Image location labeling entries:
++++
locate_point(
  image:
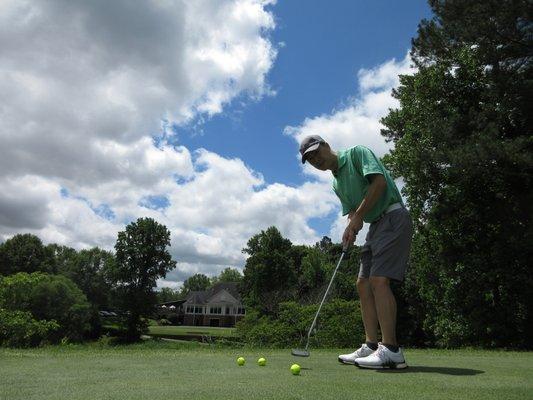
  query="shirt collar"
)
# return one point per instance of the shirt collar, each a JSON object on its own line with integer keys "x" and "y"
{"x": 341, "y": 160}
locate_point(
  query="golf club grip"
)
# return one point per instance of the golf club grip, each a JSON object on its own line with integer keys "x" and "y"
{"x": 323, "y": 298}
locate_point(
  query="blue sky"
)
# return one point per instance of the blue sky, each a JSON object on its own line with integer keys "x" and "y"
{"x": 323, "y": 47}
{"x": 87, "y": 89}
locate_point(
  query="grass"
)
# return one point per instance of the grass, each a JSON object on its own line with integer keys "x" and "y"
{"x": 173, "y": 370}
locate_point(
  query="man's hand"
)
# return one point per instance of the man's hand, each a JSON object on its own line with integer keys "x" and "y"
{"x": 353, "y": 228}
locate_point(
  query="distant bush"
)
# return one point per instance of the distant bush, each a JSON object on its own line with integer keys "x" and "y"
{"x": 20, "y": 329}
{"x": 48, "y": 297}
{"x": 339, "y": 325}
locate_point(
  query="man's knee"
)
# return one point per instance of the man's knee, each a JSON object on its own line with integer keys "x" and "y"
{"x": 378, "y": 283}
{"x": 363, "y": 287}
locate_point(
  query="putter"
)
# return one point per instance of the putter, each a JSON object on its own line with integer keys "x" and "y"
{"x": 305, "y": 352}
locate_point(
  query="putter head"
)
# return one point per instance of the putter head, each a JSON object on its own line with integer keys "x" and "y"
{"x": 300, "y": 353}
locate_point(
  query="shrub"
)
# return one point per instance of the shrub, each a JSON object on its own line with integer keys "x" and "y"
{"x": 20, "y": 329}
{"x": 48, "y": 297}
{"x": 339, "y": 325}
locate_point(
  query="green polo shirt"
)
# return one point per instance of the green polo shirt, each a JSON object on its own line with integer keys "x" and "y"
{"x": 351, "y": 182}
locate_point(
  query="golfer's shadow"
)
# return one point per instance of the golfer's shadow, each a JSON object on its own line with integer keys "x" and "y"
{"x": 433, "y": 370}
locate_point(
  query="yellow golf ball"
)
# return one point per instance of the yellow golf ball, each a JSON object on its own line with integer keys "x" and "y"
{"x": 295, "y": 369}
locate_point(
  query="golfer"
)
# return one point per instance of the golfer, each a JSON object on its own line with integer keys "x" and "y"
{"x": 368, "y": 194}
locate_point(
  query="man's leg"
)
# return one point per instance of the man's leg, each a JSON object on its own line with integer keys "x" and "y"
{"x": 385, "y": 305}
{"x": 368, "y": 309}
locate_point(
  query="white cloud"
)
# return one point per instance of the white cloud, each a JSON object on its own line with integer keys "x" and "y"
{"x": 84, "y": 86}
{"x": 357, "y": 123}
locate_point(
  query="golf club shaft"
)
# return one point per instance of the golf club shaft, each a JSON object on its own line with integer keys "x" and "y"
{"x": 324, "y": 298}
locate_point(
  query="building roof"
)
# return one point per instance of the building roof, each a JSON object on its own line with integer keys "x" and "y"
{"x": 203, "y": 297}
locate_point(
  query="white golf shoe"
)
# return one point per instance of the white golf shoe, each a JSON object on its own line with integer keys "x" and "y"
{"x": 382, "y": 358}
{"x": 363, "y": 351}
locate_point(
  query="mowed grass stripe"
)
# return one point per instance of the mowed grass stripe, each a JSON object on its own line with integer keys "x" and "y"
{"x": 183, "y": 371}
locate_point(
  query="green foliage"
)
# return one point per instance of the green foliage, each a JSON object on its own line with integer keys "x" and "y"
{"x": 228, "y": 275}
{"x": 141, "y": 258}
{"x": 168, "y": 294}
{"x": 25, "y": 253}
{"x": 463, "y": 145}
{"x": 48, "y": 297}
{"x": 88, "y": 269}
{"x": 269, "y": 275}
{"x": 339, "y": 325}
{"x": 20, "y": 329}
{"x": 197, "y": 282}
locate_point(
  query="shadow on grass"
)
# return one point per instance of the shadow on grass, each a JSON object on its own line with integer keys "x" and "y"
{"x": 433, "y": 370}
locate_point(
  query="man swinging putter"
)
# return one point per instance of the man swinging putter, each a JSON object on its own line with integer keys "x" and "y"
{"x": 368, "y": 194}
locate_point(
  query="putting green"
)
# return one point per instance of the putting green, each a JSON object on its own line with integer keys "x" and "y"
++++
• Problem details:
None of the pictures should appear; repeat the records exactly otherwise.

• Result of this task:
locate_point(
  image:
  query="shirt collar"
)
# return one point per instance of the shirt collar, each a JSON object on its own line with integer keys "x" and "y"
{"x": 341, "y": 160}
locate_point(
  query="golf club grip"
)
# return one point per instance of the golf club grip, each a JSON object on its own line with integer keys "x" and "y"
{"x": 323, "y": 298}
locate_point(
  query="blue sky"
)
# return one point per instance of the blue sky, each a JSON object on its own line with integer keys "x" and "y"
{"x": 323, "y": 47}
{"x": 87, "y": 89}
locate_point(
  query="grass"
)
# return one point per instance of the grass, each a JSON object on its own line with integer keys "x" and "y"
{"x": 173, "y": 370}
locate_point(
  query="man's hand"
)
# return one point per instance of the man's hand, each a JSON object on its own line with integer keys "x" and "y"
{"x": 353, "y": 228}
locate_point(
  query="distant bush"
)
# return one point per instance of the distant bush, each a JSON object on its own line with integer keys "x" and "y"
{"x": 20, "y": 329}
{"x": 48, "y": 297}
{"x": 339, "y": 325}
locate_point(
  query="man's knee"
)
# return one point per instance of the man's knee, each a JSON object on its own line with integer keys "x" and "y"
{"x": 378, "y": 283}
{"x": 363, "y": 287}
locate_point(
  query="putter"
)
# return one point per instance of the putter, each a JSON object on its own line with integer keys "x" and "y"
{"x": 305, "y": 352}
locate_point(
  query="putter head"
)
# return one point per instance of the putter head, each a JSON object on its own line with integer keys "x" and "y"
{"x": 300, "y": 353}
locate_point(
  query="shrub"
)
# return one point per instance of the shrub, each a JSON object on its own line with integer keys "x" and "y"
{"x": 20, "y": 329}
{"x": 48, "y": 297}
{"x": 339, "y": 325}
locate_point(
  query="green polo shirt"
)
# return one point per instance of the green polo shirt, each a JSON object on its own line with integer keys "x" and "y"
{"x": 351, "y": 182}
locate_point(
  query="golfer's shadow"
)
# return one point per instance of the golfer's shadow, each a JSON object on its own line with integer keys "x" and "y"
{"x": 433, "y": 370}
locate_point(
  query="yellow golf ball"
)
# return one point per instance of the yellow golf ball, each a JSON object on its own line with integer keys "x" and "y"
{"x": 295, "y": 369}
locate_point(
  query="golfer"
)
# return one point per instance of the golfer, each a JSON object on its own line with integer keys "x" and "y"
{"x": 368, "y": 194}
locate_point(
  query="man's leg"
)
# return one point per instance of the man's leg, each a JSON object on its own line with integer keys "x" and "y"
{"x": 385, "y": 305}
{"x": 368, "y": 309}
locate_point(
  query="white cloud"
)
# return one point per instance of the white cloud, each a JSON object on its own line with integer keys "x" and "y"
{"x": 84, "y": 86}
{"x": 357, "y": 123}
locate_point(
  query="golf club shaft"
)
# return one point per instance of the golf club shaft, each a JSON object on its own line with integer keys "x" and "y"
{"x": 324, "y": 298}
locate_point(
  query="building roof"
)
# return one point per instance of the building roof, each a JSON object on its own line with integer keys "x" and "y"
{"x": 203, "y": 297}
locate_point(
  query="white golf shoe"
)
# return one point per instance of the white golf shoe, each a JSON object on its own line with integer keys "x" and "y"
{"x": 382, "y": 358}
{"x": 363, "y": 351}
locate_point(
  query="mowed grass stripe"
)
# return one point per instance of the mowed grass stripe, each a JSON object on its own line with integer keys "x" and "y"
{"x": 183, "y": 371}
locate_point(
  query="green foliage"
)
# return one point per instance of the green foliage, each a JSON object on its own line with integer keys "x" and "y"
{"x": 228, "y": 275}
{"x": 141, "y": 258}
{"x": 168, "y": 294}
{"x": 25, "y": 253}
{"x": 463, "y": 145}
{"x": 48, "y": 297}
{"x": 88, "y": 269}
{"x": 269, "y": 275}
{"x": 339, "y": 325}
{"x": 20, "y": 329}
{"x": 197, "y": 282}
locate_point(
  query="shadow on grass"
)
# return one point per instance of the shadow on grass, each a JSON object on its own line with integer keys "x" and "y"
{"x": 433, "y": 370}
locate_point(
  query="man swinging putter"
)
# return one point per instance of the man swinging putter, each a JSON object on its own line with integer keys "x" and "y"
{"x": 368, "y": 194}
locate_point(
  query="putting green"
)
# return one point per instance of the putting green, each a JSON object on its own line with integer keys "x" and "y"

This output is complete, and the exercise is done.